→ **Task directions**: Show each line of the entries below in which the word "nightstand" appears.

→ **Data for processing**:

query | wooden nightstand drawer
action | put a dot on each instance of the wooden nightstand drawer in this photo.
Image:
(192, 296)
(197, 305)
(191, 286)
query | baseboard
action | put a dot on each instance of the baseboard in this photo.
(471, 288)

---

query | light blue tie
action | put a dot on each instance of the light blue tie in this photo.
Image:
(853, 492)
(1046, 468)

→ **Answer for the task**:
query | wooden nightstand drawer
action | put a dot on each instance of the wooden nightstand drawer in this photo.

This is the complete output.